§ Work order: Pull each line holding "blue" out of the entries below.

(Record set)

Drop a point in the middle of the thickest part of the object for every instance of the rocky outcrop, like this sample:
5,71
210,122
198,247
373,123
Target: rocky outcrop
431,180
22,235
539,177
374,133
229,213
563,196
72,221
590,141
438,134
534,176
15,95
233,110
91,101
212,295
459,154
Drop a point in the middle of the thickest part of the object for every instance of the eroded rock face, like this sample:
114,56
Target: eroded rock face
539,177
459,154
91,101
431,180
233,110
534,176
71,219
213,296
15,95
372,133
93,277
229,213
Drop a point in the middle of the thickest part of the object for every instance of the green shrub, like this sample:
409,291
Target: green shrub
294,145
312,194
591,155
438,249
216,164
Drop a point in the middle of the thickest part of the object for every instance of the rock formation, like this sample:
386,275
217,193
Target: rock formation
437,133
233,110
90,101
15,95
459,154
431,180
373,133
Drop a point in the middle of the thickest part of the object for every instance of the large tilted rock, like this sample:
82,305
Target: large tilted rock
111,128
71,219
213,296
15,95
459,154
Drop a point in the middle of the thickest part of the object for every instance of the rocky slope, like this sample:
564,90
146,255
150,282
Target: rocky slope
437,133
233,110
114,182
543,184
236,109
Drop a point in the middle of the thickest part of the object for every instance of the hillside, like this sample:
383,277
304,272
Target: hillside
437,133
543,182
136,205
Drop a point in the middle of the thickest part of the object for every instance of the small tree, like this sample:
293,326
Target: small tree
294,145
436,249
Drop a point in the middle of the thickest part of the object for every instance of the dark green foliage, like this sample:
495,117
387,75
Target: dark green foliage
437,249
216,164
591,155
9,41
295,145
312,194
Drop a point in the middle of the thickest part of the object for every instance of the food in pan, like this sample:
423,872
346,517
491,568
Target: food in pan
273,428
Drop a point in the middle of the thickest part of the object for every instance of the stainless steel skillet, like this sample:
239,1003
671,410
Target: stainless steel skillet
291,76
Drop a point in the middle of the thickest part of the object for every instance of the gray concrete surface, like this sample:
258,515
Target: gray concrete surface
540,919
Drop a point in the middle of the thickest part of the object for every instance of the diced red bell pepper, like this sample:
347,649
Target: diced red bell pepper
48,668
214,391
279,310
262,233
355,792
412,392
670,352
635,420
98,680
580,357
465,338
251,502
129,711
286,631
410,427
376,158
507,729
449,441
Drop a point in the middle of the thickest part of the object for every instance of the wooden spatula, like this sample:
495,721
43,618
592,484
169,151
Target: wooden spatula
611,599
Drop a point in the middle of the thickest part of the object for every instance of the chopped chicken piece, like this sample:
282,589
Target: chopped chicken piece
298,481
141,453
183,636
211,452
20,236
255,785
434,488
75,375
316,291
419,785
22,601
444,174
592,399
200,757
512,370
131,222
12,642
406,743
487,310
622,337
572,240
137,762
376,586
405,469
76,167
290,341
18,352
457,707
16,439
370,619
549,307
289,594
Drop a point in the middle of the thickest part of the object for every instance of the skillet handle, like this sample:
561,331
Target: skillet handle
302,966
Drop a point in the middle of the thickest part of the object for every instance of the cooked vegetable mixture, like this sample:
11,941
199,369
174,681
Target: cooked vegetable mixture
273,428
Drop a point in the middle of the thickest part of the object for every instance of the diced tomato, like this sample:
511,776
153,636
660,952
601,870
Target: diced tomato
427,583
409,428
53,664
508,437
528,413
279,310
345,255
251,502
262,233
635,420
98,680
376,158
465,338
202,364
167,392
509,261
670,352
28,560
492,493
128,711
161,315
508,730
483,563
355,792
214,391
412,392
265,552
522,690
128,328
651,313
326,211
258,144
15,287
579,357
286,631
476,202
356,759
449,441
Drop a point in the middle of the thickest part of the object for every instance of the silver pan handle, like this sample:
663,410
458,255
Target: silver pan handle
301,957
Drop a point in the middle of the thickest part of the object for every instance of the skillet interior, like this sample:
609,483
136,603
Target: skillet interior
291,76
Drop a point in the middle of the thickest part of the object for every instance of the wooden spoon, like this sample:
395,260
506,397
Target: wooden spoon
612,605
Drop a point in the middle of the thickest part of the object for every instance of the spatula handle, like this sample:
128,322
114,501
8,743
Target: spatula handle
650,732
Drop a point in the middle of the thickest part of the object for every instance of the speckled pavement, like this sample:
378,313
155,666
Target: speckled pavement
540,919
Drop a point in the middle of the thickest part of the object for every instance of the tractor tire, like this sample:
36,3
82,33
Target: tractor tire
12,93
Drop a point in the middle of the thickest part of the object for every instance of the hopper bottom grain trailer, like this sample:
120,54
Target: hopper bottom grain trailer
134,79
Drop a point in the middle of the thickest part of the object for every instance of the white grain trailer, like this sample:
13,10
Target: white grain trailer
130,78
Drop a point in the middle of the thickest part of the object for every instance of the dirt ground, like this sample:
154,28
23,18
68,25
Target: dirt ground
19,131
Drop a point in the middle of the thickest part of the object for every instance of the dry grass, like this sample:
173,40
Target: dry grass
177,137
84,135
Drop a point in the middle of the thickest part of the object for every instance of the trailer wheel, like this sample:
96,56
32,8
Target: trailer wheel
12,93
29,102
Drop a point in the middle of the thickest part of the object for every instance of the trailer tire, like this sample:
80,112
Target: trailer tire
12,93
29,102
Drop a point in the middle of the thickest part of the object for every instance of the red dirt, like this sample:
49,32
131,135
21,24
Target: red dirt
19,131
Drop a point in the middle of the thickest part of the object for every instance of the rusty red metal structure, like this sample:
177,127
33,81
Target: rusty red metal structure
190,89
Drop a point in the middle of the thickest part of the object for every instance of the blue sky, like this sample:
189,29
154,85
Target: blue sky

(End Record set)

§ Exercise response:
Drop a point in the middle of the thickest part of the object for every instance of the blue sky, like this sample:
Target: blue sky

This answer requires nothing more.